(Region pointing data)
[Start of Attachment]
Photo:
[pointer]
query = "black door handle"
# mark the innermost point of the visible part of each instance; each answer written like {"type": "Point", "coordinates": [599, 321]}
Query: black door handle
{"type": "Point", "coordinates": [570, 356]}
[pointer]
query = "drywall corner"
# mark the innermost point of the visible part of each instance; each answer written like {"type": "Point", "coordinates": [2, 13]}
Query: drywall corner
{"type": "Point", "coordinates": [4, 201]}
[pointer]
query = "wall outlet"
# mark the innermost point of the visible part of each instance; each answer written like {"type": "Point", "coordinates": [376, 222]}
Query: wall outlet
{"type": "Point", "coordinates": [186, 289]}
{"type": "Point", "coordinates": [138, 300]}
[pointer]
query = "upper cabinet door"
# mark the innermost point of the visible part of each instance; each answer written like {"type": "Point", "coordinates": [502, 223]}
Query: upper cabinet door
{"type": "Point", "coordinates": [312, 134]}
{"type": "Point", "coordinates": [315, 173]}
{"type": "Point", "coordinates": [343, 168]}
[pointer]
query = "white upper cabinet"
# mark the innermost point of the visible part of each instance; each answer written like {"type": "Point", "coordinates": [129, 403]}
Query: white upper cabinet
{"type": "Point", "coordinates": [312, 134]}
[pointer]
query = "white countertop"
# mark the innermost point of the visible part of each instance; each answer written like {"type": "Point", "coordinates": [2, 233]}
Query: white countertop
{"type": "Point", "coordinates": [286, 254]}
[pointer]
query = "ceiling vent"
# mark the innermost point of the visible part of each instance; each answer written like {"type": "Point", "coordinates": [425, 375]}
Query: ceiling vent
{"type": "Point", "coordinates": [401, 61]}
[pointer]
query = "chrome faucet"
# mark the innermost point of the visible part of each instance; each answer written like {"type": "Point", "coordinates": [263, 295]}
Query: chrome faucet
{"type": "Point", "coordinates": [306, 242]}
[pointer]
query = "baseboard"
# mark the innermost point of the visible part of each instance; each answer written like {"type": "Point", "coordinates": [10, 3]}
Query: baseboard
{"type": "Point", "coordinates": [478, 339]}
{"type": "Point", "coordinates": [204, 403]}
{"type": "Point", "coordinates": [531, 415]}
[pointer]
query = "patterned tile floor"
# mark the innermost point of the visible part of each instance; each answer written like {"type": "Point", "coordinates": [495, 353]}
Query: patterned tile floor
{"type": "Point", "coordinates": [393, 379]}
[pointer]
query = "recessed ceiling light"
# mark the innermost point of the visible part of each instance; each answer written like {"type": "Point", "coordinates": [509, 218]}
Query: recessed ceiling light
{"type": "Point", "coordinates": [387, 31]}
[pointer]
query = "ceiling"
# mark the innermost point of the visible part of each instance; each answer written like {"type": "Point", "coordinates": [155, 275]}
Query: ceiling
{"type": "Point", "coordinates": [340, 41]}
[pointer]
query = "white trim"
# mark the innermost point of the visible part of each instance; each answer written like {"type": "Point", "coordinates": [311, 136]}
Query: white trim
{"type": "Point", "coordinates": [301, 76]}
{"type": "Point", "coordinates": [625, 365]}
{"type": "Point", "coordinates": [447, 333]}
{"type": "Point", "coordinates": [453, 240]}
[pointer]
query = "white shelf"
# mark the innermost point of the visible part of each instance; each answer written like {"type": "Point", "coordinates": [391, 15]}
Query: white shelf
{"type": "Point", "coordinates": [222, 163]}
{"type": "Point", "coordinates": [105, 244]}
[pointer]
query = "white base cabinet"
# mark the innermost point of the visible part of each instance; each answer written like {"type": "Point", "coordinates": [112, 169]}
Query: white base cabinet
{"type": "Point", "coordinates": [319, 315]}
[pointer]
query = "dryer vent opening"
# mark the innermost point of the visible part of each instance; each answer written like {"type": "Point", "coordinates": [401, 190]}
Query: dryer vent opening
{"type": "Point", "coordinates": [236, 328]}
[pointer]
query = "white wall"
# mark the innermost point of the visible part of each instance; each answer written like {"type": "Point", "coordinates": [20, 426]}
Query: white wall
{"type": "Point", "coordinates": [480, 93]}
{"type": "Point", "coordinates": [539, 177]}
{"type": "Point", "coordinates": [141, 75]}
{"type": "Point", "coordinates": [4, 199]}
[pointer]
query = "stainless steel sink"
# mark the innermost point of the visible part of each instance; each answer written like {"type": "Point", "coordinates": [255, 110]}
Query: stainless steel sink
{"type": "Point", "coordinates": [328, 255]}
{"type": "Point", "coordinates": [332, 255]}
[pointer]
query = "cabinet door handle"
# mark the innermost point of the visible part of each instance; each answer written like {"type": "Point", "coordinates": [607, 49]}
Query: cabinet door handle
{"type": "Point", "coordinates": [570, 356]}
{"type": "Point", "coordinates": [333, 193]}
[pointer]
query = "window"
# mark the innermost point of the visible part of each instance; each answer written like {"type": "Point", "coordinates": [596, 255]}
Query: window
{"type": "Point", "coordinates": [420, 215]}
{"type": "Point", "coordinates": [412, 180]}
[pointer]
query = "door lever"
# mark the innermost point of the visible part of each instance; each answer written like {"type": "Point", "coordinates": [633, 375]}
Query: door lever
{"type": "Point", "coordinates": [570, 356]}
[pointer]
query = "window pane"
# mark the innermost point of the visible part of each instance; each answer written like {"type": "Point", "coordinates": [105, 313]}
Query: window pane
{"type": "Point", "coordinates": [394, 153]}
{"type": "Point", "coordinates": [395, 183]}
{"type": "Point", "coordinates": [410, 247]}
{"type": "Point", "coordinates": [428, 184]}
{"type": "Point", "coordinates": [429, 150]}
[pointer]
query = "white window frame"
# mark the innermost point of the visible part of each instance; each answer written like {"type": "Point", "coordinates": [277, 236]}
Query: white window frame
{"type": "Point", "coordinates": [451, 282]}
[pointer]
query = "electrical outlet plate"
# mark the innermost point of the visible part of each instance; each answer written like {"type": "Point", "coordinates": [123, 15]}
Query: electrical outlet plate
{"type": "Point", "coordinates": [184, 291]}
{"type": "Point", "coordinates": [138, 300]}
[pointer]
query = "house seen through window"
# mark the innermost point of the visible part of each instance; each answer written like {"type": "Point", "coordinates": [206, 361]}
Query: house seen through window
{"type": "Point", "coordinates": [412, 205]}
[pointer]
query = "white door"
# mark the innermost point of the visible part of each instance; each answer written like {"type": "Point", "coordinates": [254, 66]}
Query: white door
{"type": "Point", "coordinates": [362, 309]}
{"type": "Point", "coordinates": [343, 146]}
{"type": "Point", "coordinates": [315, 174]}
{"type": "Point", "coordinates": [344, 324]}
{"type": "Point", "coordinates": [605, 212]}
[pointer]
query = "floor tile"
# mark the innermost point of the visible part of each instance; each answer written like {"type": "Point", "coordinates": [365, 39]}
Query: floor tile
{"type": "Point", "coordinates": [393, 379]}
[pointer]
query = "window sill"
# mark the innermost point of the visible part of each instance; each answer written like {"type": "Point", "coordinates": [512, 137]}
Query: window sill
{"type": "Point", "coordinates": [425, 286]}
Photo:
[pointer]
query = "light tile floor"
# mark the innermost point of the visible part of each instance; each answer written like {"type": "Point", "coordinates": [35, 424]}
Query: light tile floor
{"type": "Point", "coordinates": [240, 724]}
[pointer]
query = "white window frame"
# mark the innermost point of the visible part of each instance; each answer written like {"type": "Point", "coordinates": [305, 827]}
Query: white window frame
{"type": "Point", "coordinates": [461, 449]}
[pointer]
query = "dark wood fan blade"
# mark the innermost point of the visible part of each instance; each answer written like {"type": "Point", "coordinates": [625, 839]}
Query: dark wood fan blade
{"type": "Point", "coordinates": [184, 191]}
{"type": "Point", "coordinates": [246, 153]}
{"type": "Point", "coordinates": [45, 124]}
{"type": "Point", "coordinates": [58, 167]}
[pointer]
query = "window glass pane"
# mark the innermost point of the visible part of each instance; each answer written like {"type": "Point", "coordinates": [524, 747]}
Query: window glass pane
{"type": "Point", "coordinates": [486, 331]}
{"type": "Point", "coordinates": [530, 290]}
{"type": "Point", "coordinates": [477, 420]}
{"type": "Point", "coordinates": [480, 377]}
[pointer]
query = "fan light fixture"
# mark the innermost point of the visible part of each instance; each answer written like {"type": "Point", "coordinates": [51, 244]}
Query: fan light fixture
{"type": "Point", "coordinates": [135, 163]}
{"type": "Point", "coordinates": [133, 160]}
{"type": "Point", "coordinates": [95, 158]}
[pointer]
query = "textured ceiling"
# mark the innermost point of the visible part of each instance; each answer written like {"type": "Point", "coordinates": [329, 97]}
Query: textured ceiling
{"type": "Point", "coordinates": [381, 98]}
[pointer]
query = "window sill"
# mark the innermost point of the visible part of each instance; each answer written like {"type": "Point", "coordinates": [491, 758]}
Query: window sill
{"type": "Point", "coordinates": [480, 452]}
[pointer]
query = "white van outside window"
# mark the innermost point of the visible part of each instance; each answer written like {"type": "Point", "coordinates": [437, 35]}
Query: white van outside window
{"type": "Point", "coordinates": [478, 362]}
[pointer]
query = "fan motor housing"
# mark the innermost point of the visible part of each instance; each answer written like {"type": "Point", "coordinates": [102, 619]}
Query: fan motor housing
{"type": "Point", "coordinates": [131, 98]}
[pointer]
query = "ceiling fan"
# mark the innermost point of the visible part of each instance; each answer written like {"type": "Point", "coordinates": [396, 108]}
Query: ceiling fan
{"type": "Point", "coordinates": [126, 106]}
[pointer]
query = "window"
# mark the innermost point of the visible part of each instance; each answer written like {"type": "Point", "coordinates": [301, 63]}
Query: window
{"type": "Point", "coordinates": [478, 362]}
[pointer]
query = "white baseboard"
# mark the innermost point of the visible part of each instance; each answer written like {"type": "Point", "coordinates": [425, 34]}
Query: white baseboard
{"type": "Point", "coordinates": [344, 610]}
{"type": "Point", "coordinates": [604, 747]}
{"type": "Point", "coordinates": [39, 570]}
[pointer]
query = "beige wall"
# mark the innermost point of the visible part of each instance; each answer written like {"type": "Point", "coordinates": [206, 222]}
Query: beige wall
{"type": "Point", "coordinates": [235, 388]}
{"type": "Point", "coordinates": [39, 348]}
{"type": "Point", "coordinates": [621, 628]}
[End of Attachment]
[Start of Attachment]
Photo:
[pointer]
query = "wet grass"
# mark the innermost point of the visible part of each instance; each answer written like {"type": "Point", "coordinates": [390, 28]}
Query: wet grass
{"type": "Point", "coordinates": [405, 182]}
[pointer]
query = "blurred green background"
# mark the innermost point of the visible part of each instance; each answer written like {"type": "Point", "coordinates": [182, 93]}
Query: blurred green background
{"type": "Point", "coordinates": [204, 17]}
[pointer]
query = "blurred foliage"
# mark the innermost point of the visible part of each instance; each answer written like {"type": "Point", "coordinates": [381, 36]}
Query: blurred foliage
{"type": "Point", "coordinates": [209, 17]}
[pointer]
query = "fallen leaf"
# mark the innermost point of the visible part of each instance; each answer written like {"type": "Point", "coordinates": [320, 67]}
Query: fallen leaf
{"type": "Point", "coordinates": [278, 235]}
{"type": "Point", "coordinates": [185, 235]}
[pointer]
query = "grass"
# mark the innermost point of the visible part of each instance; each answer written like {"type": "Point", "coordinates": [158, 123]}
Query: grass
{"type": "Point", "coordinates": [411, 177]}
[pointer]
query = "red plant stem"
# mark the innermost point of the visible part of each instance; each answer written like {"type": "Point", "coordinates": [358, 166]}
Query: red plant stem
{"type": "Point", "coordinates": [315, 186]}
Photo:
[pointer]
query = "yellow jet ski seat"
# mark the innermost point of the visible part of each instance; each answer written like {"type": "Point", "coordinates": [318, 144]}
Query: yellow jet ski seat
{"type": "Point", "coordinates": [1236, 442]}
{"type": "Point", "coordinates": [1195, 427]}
[End of Attachment]
[Start of Attachment]
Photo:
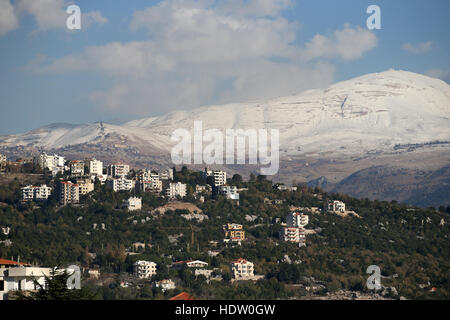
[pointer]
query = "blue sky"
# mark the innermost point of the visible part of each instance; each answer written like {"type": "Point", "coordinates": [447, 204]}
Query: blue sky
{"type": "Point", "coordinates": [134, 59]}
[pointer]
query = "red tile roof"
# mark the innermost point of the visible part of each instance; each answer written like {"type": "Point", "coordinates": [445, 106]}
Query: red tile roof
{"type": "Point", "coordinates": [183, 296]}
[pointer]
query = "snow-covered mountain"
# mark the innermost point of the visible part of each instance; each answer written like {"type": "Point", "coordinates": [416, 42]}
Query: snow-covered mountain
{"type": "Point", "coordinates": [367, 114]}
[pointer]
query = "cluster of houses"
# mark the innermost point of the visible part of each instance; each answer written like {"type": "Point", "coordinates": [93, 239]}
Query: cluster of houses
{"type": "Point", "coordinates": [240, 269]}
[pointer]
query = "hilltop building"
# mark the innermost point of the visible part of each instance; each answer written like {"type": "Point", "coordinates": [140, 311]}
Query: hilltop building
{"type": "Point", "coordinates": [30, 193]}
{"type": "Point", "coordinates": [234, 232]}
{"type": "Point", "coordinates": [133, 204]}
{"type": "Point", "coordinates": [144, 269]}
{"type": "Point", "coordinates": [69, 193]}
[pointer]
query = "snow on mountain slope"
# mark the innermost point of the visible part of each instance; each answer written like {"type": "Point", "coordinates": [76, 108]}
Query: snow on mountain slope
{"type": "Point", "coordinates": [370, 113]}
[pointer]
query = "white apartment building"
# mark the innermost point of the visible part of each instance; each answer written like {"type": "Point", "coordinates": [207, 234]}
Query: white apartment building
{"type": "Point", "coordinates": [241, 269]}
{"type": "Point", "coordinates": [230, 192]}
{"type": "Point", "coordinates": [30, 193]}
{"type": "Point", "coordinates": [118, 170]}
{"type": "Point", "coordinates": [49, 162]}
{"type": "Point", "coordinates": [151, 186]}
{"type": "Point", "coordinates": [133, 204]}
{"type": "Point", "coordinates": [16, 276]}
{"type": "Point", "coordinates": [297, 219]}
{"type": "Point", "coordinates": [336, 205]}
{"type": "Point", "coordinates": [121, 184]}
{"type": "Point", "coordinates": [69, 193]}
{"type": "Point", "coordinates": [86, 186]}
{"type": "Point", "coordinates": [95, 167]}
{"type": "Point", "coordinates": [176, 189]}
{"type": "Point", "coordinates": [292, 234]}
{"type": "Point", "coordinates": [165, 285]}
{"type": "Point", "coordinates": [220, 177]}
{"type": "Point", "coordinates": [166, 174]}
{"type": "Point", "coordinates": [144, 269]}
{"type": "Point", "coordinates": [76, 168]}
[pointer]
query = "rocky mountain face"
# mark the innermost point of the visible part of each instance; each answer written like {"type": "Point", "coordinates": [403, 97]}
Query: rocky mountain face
[End of Attachment]
WHAT THE EXERCISE ASKS
Throughout the data above, copy all lines where the word "rocky" is found.

RESPONSE BOX
query = "rocky mountain face"
Query: rocky mountain face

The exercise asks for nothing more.